**Direction:** Please retype the stretch from "But everything I've" through "I missing something?" in the forum post below about deploying Docker Compose to ECS, keeping every word and mark unchanged.
[BEGIN Text section]
Chris Shenton
Chris Shenton

Reputation: 125

Docker Compose deploy to ECS cannot resolve service names (YELB)

I'my deploying a simple Compose file with a Flask app server talking to PSQL database in another container; works locally fine.

When using the new-ish Docker Compose deploy to ECS context, it fails: the app server cannot DNS resolve the name of the "psql" server. I see it created a CloudMap with entries for my service name, but to no avail.

Docker version 20.10.8, build 3967b7d

So I followed YELB tutorial by @mreferre (https://aws.amazon.com/de/blogs/containers/deploy-applications-on-amazon-ecs-using-docker-compose/), and it also deployed locally, but failed on "docker compose up":

YelbuiService CREATE_FAILED Resource creation cancelled

I see in his docker-compose.yml this critical note:

  networks:
    yelb-network:
      driver: bridge # a user defined bridge is required; the default bridge network doesn't support name resolution

But everything I've read says that Compose to ECS uses FARGATE, and that requires an awsvpc network, not a bridge. And before it disappeared, the AWS console showed my YELB Tasks were using awsvpc networks, not bridge.

I defined a bridge network in my Flask/PSQL app anyway and did another docker compose up and noticed this (which probably scrolled off my YELB screen):

  WARNING networks.driver: unsupported attribute

So it seems awsvpc does NOT support Service Discovery by DNS resolution, and we cannot use bridge for Docker to ECS, so I'm stuck.

Or am I missing something?

Do I have to use the separate ecs-cli tools to deploy my Compose file? It's a lot more hairy than the sweet docker compose up we know and love, and requires me to do a lot more work.

Any other guidance?

Thanks for your help.

My repo in progress is at https://github.com/shentonfreude/compose-ecs-flask-psql but for convenience the docker-compose.yml is:

version: "3"                    # ECS may not like decimal suffix"

x-aws-logs_retention: 7
x-aws-vpc: vpc-01234567890123456 # in ue1


networks:
  # YELB says: user defined bridge required; default bridge network doesn't support name resolution
  flasknet:
    driver: bridge 

services:

  psql:
    container_name: psql
    image: postgres:9.6.2-alpine
    environment: 
      POSTGRES_USER:     flaskapp
      POSTGRES_DB:       flaskapp
      POSTGRES_PASSWORD: flaskapp
    healthcheck:
      test: "pg_isready --username=flaskapp && psql --username=flaskapp --list"
[END Text section]
[BEGIN Given information]
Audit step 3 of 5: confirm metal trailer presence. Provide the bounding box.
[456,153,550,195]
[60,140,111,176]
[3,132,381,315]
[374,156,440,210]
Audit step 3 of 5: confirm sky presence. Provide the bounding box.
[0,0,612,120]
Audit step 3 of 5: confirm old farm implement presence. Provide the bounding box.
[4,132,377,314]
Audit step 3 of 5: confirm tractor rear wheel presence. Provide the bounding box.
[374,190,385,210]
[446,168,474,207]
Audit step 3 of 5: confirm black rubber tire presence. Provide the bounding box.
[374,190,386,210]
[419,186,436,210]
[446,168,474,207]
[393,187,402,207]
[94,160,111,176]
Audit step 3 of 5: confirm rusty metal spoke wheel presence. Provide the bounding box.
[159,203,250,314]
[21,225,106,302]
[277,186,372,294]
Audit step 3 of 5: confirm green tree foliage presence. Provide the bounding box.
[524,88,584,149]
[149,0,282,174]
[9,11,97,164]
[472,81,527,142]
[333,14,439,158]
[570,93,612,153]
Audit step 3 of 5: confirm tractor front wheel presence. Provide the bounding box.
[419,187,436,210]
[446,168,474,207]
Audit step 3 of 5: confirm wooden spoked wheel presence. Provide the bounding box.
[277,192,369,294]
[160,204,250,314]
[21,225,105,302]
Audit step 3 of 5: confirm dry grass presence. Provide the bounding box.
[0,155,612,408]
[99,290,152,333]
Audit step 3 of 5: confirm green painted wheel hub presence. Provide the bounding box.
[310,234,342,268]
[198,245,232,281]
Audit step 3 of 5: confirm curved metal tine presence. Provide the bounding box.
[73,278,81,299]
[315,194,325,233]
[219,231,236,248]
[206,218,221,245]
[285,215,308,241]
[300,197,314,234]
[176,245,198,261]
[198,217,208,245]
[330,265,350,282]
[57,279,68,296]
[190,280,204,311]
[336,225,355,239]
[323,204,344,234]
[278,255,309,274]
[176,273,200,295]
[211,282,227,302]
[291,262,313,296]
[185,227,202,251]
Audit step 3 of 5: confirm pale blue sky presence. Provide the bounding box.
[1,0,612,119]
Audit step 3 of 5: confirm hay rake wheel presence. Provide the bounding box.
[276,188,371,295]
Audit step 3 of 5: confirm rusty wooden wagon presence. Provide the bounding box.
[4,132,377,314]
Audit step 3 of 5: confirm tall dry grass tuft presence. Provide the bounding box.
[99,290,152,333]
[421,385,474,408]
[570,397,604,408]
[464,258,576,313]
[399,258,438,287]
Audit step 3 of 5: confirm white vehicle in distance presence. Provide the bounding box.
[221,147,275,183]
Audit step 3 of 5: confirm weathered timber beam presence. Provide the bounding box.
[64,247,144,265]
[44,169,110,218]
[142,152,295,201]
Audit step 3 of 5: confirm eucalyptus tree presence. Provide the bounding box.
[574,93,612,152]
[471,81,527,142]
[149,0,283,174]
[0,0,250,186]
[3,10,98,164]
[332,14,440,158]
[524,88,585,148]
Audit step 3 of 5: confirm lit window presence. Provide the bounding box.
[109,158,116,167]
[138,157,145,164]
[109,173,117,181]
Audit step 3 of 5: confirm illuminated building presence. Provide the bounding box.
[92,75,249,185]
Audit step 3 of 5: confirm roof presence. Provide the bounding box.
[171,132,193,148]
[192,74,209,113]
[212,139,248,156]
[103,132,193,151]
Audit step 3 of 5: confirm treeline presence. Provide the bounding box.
[END Given information]
**The response:**
But everything I've read says that Compose to ECS uses FARGATE, and that requires an awsvpc network, not a bridge. And before it disappeared, the AWS console showed my YELB Tasks were using awsvpc networks, not bridge.

I defined a bridge network in my Flask/PSQL app anyway and did another docker compose up and noticed this (which probably scrolled off my YELB screen):

  WARNING networks.driver: unsupported attribute

So it seems awsvpc does NOT support Service Discovery by DNS resolution, and we cannot use bridge for Docker to ECS, so I'm stuck.

Or am I missing something?